(Beginning of Excerpted text)

Her testimony proved the only evidence the judge needed to deny Waite’s plea of insanity and rule him fit to stand trial for his life. Criminals don’t usually discuss faking insanity or in so calculated a manner unless they’re not actually insane. Waite might have been considered mad in a strictly medical sense, but being legally insane is predicated on whether a defendant knows the nature of his or her acts and knows that those acts are wrong. Waite undoubtedly knew his acts were criminal, for otherwise he’d have had no reason to attempt to conceal the murders as ordinary illnesses or pretend to be psychotic when he obviously wasn’t.

The Trial and a Date with “Old Sparky”

The trial was a mere formality. There was solid medical evidence that John Peck had been poisoned with both arsenic and chloroform. There was Waite himself confessing and openly describing his crimes to the somewhat shocked jury (no doubt hoping that the jury would think anybody facing the electric chair simply must be mad to sit in court describing every detail while freely confessing guilt). There was solid witness evidence from Percy Peck, Clara Peck, Aunt Catherine and Margaret Horton and, barring some major botch in trial law or other legal procedures, Waite was a step further down his “last mile” with every day that passed.

Throughout the trial, which lasted from late-April until early May, Waite kept up an able pretence of somebody too calm and open about his crimes to be considered sane, but neither judge nor jury were buying. It probably didn’t help his case that Mr. Peck’s embalmer, Eugene Kane, and Dora (Arthur Waite’s housemaid) both testified that Waite had offered them sizeable bribes. Dora stated that Waite offered her $1,000 not to admit she’d seen him putting white powder (probably arsenic) into Peck’s food. Kane testified that Waite had cornered him by a phone booth and stuffed $9,000 into his pocket and demanded that Kane contaminate the sample of “Falcon” embalming fluid he was to deliver to the district attorney by adding some arsenic.

(End of Excerpted text)

> _Task requirements_:
a - Do the following statements agree with the excerpt on Waite's trial? Answer yes or no for each, and quote the words of the text that decide it.
(i) The trial lasted from late April until early May.
(ii) Dora testified that Waite offered her $9,000.
(iii) According to the medical evidence, John Peck was poisoned with arsenic alone.
b - Please rewrite the paragraph of the excerpt on Waite's trial that begins "The trial was a mere formality" as a short list, keeping its main facts.

(Beginning of Source data)

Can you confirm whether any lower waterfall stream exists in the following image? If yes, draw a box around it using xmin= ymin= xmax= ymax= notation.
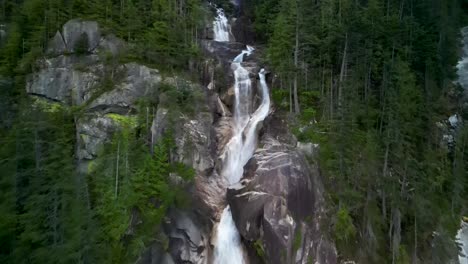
xmin=214 ymin=46 xmax=270 ymax=264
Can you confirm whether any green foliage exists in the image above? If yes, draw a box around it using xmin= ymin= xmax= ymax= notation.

(End of Source data)

> _Solved problems_:
a -
(i) Yes: "Throughout the trial, which lasted from late-April until early May"
(ii) No: "Dora stated that Waite offered her $1,000"
(iii) No: "John Peck had been poisoned with both arsenic and chloroform"

b -
The trial was a mere formality:
- Solid medical evidence showed John Peck was poisoned with both arsenic and chloroform.
- Waite confessed and openly described his crimes to the somewhat shocked jury, no doubt hoping they would judge him mad.
- Percy Peck, Clara Peck, Aunt Catherine and Margaret Horton gave solid witness evidence.
- Barring a major botch in trial law or legal procedure, each day moved Waite further down his "last mile."